Exercise goal: Copy the text of every record below word for word, leaving the pictures out of your answer.

Task material:
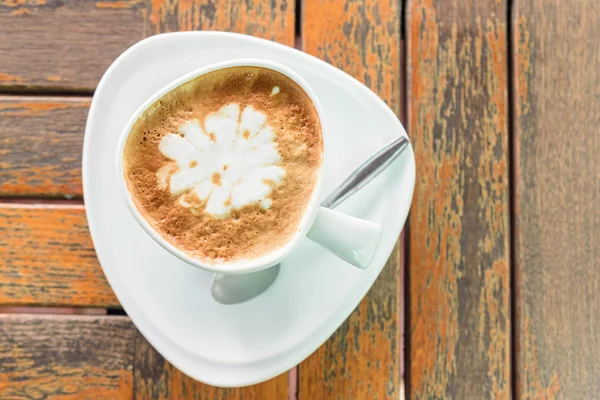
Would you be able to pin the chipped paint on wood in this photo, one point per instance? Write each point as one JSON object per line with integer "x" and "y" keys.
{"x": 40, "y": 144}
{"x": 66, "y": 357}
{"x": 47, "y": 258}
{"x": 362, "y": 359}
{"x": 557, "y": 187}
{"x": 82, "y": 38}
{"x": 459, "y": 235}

Finished answer:
Would you be able to pin the chipped paint on wood in this photo, one point per instance? Write each point as one JSON object per line with integer "x" and "y" keys.
{"x": 40, "y": 144}
{"x": 66, "y": 357}
{"x": 47, "y": 258}
{"x": 362, "y": 359}
{"x": 557, "y": 187}
{"x": 82, "y": 38}
{"x": 459, "y": 235}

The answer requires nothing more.